EXERCISE INSTRUCTIONS:
Look through the records, and whenever a line includes the word "gray", copy it.
▬▬▬
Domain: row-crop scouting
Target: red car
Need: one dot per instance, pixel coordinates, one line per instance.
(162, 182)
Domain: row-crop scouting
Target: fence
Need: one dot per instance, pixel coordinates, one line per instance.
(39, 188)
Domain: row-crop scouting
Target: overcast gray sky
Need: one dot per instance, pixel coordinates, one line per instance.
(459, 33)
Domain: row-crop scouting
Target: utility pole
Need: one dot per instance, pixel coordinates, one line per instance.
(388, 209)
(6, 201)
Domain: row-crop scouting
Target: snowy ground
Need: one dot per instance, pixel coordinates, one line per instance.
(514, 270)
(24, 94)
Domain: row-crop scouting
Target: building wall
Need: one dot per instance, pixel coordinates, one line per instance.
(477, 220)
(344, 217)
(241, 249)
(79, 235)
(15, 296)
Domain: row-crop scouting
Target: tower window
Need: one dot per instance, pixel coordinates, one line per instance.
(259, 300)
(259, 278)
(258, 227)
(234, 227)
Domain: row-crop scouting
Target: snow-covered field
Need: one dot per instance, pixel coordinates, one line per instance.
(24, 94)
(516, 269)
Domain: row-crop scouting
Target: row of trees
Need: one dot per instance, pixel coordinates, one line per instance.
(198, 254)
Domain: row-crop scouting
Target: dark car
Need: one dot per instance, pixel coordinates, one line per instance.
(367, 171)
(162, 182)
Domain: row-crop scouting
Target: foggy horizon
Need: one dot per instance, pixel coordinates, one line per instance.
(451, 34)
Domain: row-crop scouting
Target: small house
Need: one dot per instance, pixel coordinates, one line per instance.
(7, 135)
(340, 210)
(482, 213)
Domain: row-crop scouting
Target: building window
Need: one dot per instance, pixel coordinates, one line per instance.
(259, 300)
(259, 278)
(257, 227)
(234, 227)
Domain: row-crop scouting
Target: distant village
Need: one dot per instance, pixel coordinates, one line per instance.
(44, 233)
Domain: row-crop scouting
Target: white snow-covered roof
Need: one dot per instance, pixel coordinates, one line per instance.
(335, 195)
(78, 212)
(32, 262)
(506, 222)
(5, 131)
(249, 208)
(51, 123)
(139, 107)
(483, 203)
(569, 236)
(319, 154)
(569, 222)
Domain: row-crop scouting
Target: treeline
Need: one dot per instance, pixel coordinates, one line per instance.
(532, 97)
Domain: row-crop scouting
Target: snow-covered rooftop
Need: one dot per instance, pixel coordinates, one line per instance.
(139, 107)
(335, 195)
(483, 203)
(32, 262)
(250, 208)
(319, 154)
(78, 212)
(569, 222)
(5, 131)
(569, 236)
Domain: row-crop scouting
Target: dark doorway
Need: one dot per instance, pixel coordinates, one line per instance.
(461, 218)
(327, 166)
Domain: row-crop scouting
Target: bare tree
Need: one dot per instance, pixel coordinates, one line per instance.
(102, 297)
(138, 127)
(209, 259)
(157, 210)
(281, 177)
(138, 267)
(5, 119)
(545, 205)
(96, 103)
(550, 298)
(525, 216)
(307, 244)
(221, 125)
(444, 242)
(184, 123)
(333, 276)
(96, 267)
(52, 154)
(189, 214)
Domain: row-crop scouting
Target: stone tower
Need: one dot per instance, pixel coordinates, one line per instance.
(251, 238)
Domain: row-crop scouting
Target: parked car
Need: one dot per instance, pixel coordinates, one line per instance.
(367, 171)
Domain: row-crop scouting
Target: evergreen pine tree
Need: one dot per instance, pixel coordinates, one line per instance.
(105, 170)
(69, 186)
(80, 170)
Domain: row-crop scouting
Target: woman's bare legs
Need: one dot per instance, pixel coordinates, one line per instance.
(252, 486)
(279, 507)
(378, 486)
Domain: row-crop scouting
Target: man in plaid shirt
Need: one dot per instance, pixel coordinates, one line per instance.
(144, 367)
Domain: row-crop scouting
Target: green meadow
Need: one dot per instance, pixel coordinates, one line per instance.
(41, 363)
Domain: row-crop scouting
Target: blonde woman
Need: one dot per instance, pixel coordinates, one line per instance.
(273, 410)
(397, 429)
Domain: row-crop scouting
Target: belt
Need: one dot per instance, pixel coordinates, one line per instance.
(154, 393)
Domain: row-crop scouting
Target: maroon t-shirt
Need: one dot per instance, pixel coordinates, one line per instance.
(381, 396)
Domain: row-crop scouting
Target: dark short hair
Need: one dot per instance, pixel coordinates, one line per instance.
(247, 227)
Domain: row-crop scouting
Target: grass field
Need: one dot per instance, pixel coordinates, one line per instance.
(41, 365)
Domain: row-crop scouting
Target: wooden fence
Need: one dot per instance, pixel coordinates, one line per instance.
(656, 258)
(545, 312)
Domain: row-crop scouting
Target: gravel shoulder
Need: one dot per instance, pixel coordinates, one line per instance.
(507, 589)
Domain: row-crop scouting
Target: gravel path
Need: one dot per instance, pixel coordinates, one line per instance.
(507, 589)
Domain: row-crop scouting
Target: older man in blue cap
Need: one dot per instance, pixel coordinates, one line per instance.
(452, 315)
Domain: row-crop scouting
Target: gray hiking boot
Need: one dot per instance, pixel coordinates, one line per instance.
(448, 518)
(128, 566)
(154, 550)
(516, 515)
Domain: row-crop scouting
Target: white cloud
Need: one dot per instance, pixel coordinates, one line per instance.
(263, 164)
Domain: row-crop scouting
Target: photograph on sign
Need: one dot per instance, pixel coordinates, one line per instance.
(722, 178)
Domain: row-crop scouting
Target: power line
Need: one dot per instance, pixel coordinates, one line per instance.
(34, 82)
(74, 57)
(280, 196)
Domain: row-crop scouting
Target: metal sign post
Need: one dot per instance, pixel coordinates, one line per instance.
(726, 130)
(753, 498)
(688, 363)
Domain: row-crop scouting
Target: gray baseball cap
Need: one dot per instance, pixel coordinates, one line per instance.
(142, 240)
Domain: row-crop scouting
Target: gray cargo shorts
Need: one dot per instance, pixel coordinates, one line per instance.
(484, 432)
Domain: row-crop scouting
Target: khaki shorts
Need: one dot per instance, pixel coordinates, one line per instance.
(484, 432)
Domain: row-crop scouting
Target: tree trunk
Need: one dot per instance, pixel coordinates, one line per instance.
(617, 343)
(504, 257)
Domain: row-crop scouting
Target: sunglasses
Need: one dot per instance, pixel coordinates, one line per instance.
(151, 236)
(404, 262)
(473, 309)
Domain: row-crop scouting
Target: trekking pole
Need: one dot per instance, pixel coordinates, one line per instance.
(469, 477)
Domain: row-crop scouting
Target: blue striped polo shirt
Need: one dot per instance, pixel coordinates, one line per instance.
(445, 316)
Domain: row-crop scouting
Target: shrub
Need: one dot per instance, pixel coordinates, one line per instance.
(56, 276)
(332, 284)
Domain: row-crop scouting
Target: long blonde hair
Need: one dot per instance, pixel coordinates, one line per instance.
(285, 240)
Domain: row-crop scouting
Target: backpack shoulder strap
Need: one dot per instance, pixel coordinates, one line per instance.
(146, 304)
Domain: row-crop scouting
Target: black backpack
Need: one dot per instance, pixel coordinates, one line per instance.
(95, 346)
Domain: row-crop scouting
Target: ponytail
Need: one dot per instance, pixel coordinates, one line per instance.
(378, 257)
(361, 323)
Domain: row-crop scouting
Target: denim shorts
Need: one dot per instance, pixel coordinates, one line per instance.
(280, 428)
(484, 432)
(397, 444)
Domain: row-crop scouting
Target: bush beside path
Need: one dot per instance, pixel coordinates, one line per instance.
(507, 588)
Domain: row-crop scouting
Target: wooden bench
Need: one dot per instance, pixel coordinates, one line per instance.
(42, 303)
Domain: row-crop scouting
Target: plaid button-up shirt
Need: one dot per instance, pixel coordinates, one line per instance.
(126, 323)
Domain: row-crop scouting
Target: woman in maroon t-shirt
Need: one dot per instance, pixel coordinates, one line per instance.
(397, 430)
▬▬▬
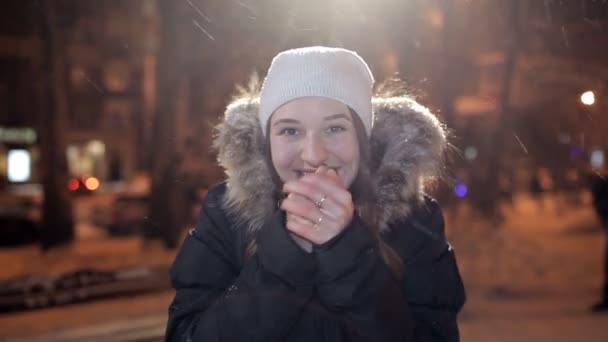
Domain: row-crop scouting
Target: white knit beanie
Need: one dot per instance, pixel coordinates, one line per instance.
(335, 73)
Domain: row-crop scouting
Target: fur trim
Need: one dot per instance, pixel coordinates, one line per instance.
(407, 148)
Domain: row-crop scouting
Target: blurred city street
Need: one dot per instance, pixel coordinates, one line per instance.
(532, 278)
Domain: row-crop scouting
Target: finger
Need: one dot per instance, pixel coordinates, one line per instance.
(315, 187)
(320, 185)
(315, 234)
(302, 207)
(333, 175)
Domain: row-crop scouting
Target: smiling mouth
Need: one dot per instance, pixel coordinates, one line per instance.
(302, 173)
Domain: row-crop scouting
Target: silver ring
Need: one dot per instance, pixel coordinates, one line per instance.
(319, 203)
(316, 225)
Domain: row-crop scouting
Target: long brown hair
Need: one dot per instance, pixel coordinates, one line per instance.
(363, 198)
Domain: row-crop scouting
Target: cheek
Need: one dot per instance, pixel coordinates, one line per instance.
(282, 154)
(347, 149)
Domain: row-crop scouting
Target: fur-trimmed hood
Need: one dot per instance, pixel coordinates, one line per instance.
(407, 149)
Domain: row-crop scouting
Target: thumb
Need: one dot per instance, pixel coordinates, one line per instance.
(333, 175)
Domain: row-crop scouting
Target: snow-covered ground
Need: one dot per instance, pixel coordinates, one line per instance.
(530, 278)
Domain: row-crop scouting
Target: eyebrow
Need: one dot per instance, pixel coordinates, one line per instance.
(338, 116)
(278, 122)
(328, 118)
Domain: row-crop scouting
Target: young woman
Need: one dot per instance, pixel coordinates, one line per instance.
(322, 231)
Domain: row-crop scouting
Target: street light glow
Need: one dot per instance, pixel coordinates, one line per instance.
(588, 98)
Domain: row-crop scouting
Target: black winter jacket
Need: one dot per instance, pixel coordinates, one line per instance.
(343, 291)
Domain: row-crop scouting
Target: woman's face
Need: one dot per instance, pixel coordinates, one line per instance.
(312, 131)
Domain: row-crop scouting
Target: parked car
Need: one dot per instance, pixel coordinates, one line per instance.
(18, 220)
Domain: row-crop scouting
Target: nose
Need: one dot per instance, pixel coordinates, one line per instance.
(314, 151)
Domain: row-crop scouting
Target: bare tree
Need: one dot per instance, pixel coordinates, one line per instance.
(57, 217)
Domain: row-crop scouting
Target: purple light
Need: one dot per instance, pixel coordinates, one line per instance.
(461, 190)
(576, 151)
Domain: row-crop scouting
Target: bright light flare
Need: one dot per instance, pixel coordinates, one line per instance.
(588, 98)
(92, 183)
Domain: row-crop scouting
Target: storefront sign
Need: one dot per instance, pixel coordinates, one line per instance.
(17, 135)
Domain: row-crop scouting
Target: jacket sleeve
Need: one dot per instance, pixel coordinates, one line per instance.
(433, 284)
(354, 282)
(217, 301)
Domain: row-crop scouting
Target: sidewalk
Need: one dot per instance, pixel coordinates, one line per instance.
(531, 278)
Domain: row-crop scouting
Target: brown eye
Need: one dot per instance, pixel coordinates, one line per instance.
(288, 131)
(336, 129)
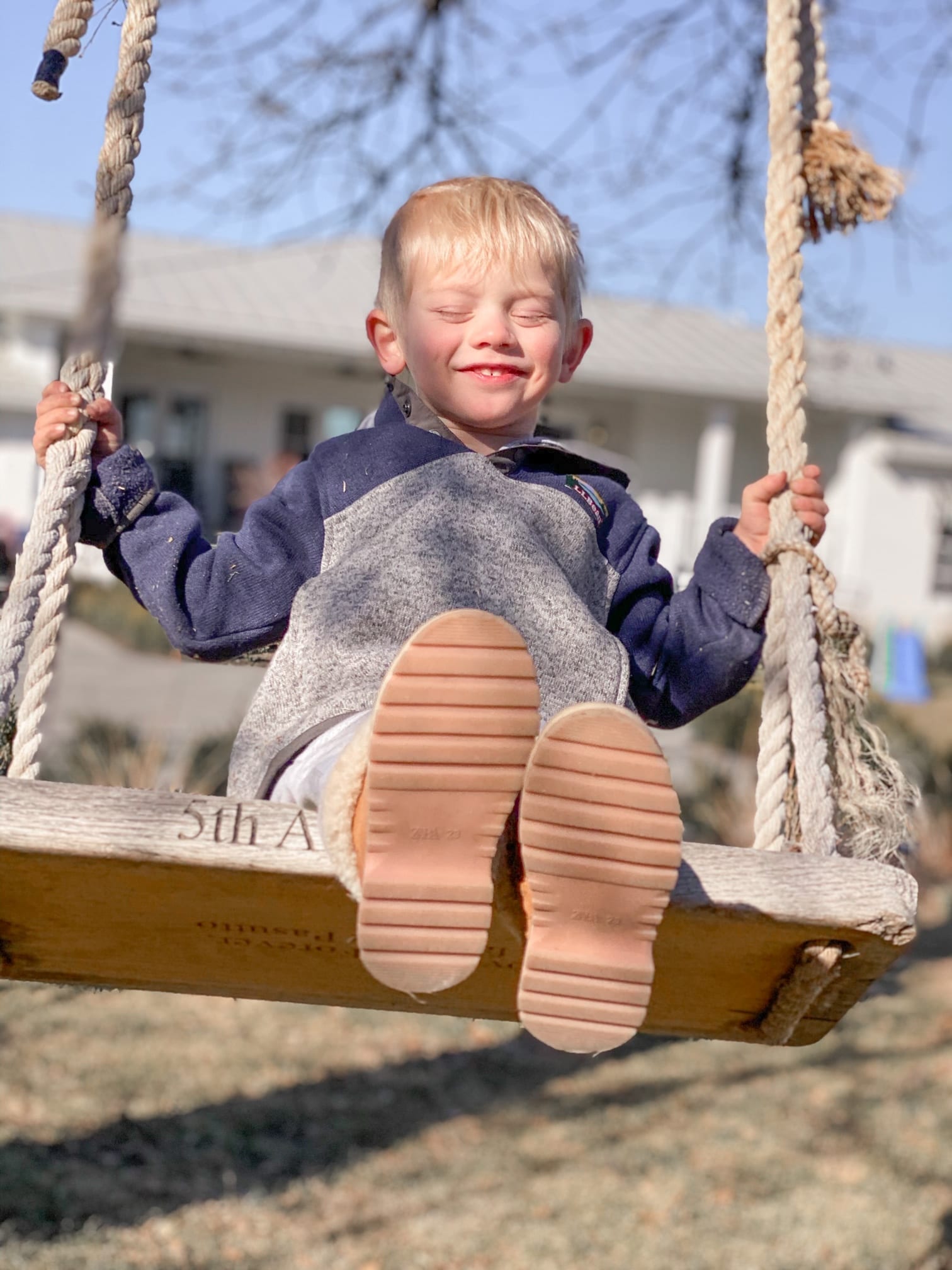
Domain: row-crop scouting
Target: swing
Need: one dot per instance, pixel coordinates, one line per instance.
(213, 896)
▬▬▬
SOLUTION TO THIS EXERCISE:
Target: overcast gray sky
Target: gray hiking boot
Target: gray baseball cap
Target: gray cargo shorts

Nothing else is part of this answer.